**Exercise**
Swap "each instance" for "every instance" throughout the entries below and write them out again with everything else unchanged. Leave the pictures out of your answer.

[START Items]

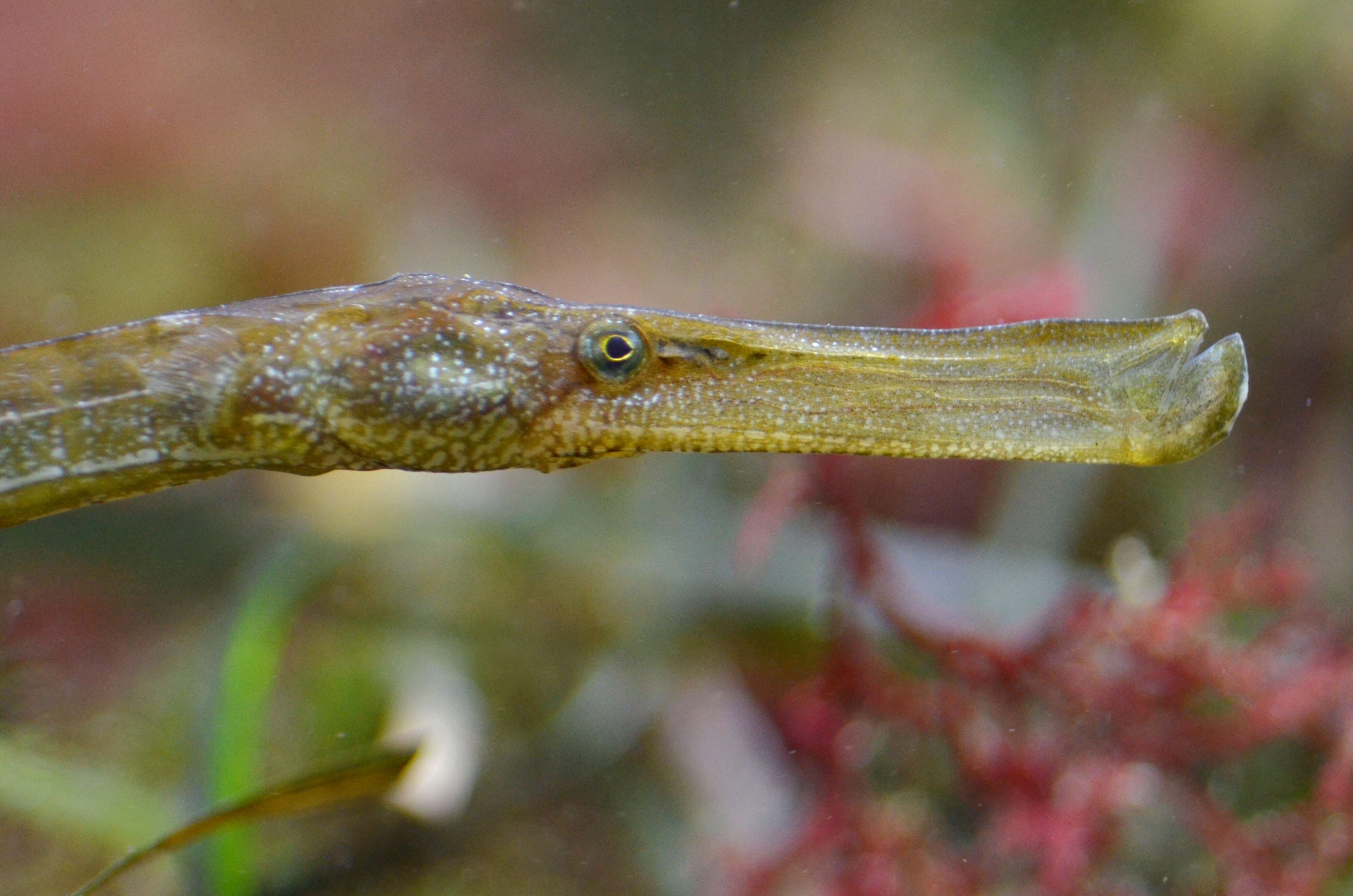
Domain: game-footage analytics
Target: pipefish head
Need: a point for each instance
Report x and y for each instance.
(471, 375)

[END Items]

**Answer for this exercise**
Domain: game-footage analytics
Target: pipefish head
Need: a point for every instance
Report x and y for every instance.
(471, 375)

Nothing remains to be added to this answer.